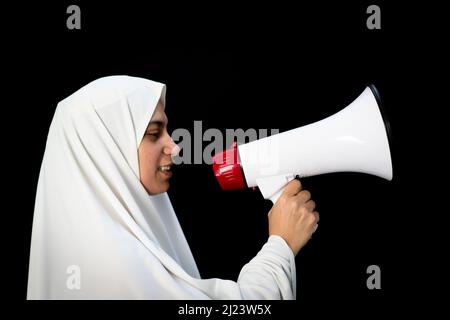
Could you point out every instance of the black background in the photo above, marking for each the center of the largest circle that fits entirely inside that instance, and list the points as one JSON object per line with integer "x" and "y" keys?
{"x": 263, "y": 66}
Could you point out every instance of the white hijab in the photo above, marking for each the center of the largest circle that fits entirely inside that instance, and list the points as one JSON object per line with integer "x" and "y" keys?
{"x": 97, "y": 234}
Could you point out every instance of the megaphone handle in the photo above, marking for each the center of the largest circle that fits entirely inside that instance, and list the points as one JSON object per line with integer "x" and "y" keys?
{"x": 276, "y": 196}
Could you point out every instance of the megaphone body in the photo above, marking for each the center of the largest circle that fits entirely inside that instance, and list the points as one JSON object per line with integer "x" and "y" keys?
{"x": 353, "y": 140}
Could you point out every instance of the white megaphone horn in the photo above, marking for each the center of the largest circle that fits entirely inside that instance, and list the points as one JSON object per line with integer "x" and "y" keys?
{"x": 354, "y": 139}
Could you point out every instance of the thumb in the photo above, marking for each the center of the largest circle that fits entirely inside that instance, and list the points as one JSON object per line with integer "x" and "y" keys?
{"x": 292, "y": 188}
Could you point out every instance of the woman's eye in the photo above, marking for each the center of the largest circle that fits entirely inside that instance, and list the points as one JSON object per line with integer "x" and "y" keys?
{"x": 153, "y": 134}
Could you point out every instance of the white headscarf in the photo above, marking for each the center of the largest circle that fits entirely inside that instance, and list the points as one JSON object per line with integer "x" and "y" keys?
{"x": 97, "y": 234}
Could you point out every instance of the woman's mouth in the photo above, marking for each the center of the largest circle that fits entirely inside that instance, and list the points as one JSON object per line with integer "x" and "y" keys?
{"x": 166, "y": 170}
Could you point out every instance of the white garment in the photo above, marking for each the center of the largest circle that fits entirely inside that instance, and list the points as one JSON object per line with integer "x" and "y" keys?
{"x": 97, "y": 234}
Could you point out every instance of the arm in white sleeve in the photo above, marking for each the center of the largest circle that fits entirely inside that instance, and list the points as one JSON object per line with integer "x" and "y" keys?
{"x": 271, "y": 274}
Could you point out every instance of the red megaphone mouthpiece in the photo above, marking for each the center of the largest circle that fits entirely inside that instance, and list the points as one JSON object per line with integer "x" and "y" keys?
{"x": 228, "y": 170}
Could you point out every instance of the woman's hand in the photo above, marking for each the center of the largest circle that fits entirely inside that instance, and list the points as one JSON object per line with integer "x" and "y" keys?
{"x": 293, "y": 217}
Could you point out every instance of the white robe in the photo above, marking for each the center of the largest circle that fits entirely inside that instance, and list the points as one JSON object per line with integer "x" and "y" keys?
{"x": 97, "y": 234}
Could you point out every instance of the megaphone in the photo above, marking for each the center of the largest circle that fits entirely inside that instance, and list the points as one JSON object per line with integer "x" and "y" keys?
{"x": 355, "y": 139}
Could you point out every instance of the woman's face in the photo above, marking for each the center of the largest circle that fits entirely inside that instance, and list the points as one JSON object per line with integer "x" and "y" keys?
{"x": 155, "y": 154}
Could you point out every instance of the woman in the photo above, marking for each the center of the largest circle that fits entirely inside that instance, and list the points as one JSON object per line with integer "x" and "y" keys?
{"x": 104, "y": 227}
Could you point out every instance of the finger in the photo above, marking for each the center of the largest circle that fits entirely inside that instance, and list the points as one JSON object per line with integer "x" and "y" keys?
{"x": 310, "y": 205}
{"x": 303, "y": 196}
{"x": 292, "y": 188}
{"x": 317, "y": 216}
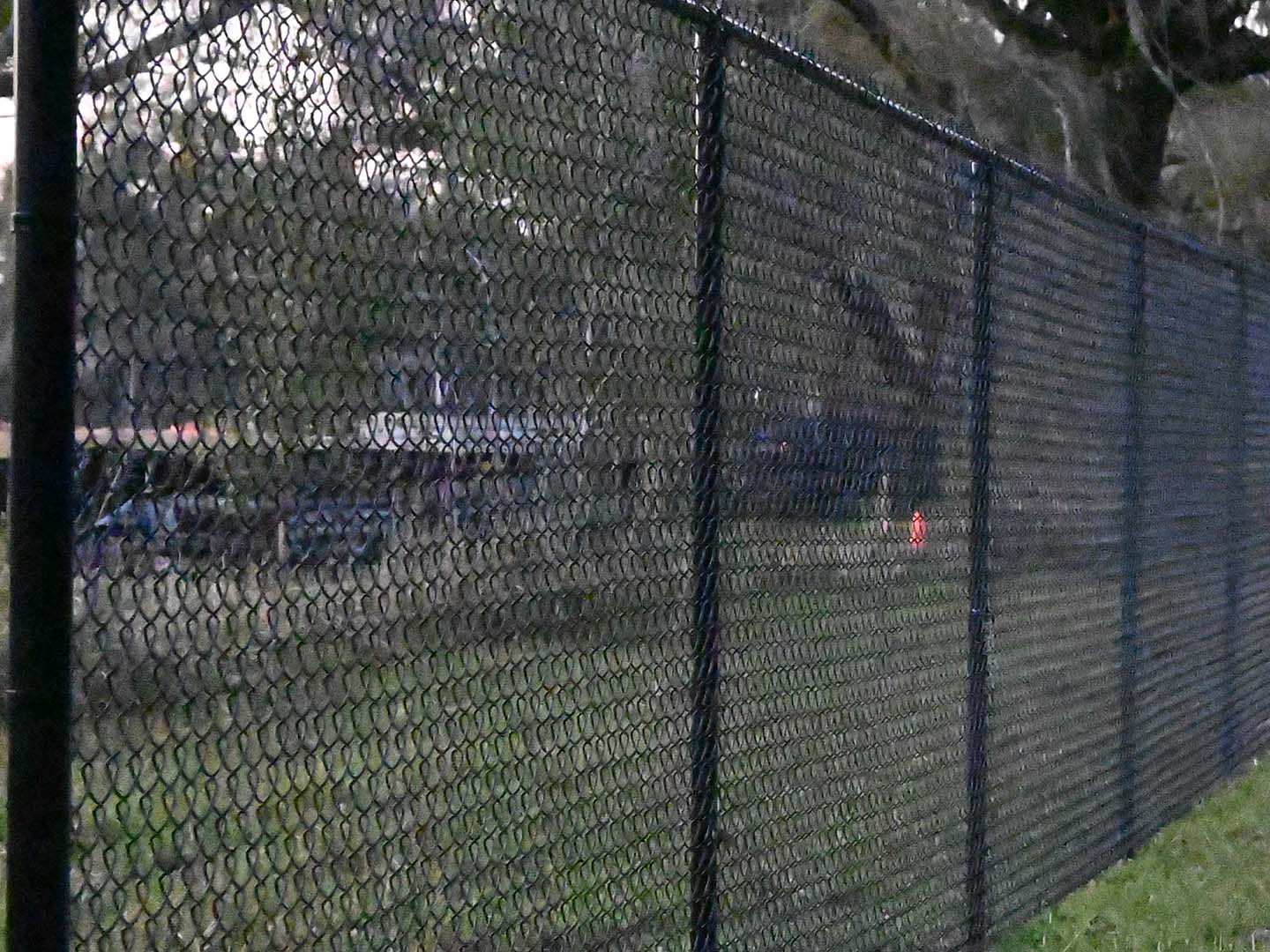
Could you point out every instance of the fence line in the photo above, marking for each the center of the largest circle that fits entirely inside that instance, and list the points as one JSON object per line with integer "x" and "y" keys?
{"x": 931, "y": 324}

______

**Goal**
Omit the pictures. Output every record above word for word.

**Reply**
Could you point out every instance of the black background in the photo above, marking for each the center of the largest circle that fits entirely inside that instance, and list the points as one JSON object per line with integer "x" and "y" keys?
{"x": 263, "y": 66}
Could you point out every instance of the white hijab in the photo above, marking for each the center of the largest circle that fits entirely inside that instance, and list the points as one JSON object per line with integer "x" and "y" keys?
{"x": 97, "y": 234}
Could you point out every instance of the megaphone handle in the photo above, marking for each the center of the largest circle that fits entirely inside that instance, and list the points as one JSON object per line with integer "x" and "y" keys?
{"x": 276, "y": 196}
Could you point out every instance of the megaphone body in the photo above, marking for each the center of the largest circle that fits entirely inside that instance, and list the points as one JSON object per line with integer "x" and "y" keys?
{"x": 353, "y": 140}
Could you point out every instance of the white megaphone horn in the photo above, marking for each the center of the largest circle that fits entirely inside that instance, and list the points as one JSON object per line with integer "x" and "y" keys?
{"x": 354, "y": 139}
Could you point out every instance of the thumb in the photo above, marking for each the center of the largest circle that fits entirely inside that instance, and list the points as one JSON object per line with integer "x" and "y" keys?
{"x": 292, "y": 188}
Could you point out every instance of the woman's eye in the photo above, marking for each the center of the largest circle that fits entirely inside that instance, and list the points as one JSON object per line with integer "x" and "y" keys?
{"x": 153, "y": 134}
Could you point out every instance of the white headscarf in the photo above, marking for each the center of the largest circle that fits entirely inside that instance, and list the points as one JSON object per line with integer "x" and "y" keys?
{"x": 97, "y": 234}
Could you point out every instance of the woman's mouth in the photo above, marking for each the center of the largest circle that fits entirely inside that instance, and list the points as one JSON object per line with integer "x" and "y" keys?
{"x": 166, "y": 170}
Could you point out every instance of the white garment in the photo above, marking for each the center of the largest circle that fits entirely inside that instance, and list the points as one JSON object per line with integer "x" and "y" keys?
{"x": 97, "y": 234}
Could you point out every instance of the arm in white sleeve in the photo above, marking for each the center of the largest circle that fits entirely inside that instance, and list the points as one JSON object per line with integer "x" and "y" keys?
{"x": 271, "y": 274}
Could you point out every instance of the red megaphone mouthpiece in the photo above, marking for each the center of the largest circle that fits entirely inside that instance, and list the points as one JSON object per line with integer "x" and "y" keys?
{"x": 228, "y": 170}
Could you point out every instance of the woman's hand in the photo above, marking for each the center of the largest circle that fits entirely inside that instance, and list the points as one JSON object per line with integer "x" and "y" keys?
{"x": 293, "y": 217}
Could you point out every instance of the white robe in the photo above, marking for each the center of the largest circle that fits entirely inside that instance, and list the points as one JSON object per line with integer "x" and "y" keys?
{"x": 97, "y": 234}
Could you point out every instance of the megaphone in the photo above, marking for each the center of the largest circle that fits entirely inside that instance, and list the points as one JSON object per line with integer "x" and "y" keys?
{"x": 355, "y": 139}
Could you point out every instance of the woman's face in the photo above, marking for each the center of the largest circle that fits entirely inside that instance, and list the points as one JSON object per line with integer "x" and "y" keys?
{"x": 155, "y": 154}
Could you point out every instance of the woman in the photo above, marking for each the center of the largest circle that fits entirely inside that instance, and list the points as one JSON object per line with integer "x" and "y" keys?
{"x": 104, "y": 227}
Could you point out every instance of the finger in the photo above, marking for each the center of the largest circle that fits entirely inside that instance, and list the points as one JSON object per line with integer "x" and "y" keys?
{"x": 310, "y": 205}
{"x": 303, "y": 196}
{"x": 292, "y": 188}
{"x": 317, "y": 216}
Could you point out every instance of the fence line in the photo above, marking for each the center of the largest circle that fits entirely inside that instance, and list the points as one JSON object per line with integer "x" and "y" keys?
{"x": 931, "y": 324}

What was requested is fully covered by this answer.